Please restate, word for word, the lines below that begin at the one with "Target: gathered dress fabric" and end at the one with "Target: dress drape". Leave out all other lines.

------ DATA FOR ANALYSIS ------

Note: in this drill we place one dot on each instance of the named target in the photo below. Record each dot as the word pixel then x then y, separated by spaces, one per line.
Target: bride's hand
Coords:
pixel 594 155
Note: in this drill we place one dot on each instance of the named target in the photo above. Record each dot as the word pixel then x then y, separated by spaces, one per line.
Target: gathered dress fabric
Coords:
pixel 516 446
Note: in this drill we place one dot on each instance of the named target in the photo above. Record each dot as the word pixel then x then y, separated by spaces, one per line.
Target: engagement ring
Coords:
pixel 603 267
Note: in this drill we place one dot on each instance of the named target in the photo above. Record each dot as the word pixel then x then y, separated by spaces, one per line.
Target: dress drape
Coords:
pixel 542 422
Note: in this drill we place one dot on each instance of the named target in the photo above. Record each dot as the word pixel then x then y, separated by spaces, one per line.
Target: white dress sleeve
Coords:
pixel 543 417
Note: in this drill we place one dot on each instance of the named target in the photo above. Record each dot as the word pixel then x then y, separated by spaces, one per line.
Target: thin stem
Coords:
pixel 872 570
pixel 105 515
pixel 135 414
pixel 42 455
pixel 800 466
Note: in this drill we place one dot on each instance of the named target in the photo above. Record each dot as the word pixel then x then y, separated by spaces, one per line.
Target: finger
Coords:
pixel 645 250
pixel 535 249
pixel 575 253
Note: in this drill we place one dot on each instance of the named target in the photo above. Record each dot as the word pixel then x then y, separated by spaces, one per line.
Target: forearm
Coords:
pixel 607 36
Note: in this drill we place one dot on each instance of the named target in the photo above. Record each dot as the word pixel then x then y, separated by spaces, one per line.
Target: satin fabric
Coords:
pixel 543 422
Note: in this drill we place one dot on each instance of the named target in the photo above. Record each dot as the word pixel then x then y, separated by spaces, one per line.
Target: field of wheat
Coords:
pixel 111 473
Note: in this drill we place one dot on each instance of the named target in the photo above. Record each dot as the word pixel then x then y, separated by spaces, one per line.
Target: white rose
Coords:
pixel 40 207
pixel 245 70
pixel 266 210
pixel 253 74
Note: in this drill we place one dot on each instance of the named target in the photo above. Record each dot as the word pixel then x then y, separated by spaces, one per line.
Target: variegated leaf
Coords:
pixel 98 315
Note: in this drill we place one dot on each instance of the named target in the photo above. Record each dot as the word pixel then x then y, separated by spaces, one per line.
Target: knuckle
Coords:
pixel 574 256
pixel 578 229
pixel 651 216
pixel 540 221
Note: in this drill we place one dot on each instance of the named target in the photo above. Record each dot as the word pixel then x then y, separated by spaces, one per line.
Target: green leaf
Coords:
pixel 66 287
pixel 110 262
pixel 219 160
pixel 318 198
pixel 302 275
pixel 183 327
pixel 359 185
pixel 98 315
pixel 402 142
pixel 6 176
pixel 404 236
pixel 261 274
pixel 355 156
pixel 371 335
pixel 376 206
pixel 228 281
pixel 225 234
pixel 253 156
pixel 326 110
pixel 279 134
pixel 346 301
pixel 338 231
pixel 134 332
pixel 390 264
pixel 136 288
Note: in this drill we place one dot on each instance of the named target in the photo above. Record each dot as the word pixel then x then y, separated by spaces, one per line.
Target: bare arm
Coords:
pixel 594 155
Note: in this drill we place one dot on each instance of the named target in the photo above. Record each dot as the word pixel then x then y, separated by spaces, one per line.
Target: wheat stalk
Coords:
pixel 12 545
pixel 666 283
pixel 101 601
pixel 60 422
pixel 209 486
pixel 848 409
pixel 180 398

------
------ DATA FOR ANALYSIS ------

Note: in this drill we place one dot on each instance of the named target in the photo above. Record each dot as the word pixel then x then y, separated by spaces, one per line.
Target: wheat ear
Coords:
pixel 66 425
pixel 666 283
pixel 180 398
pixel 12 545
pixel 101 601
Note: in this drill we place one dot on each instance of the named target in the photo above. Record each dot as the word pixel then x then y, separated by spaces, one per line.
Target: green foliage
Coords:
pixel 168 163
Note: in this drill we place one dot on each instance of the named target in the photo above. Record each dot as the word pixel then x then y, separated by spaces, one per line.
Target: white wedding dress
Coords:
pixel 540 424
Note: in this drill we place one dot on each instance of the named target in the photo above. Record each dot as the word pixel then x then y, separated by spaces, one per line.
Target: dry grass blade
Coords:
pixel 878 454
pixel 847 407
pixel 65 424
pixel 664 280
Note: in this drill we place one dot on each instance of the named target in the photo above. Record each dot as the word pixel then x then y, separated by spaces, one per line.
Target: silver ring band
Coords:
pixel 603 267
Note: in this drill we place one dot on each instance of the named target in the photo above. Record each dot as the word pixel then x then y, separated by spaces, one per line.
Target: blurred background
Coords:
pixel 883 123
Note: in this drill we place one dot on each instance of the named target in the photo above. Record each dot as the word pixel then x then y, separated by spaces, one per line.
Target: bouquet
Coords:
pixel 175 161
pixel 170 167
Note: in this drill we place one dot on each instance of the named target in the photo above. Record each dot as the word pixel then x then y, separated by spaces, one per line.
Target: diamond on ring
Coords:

------

◆ SOLUTION TO THE EXERCISE:
Target: gathered dress fabric
Coords:
pixel 516 446
Note: in this drill we place one dot on each instance of the named target in the photo above. Record each dot as the word pixel then x then y, separated by spaces, one per line.
Target: engagement ring
Coords:
pixel 603 267
Note: in this drill we place one dot on each instance of the named target in the photo above. Record each dot as the word pixel then x then y, separated by spaces, one per line.
Target: dress drape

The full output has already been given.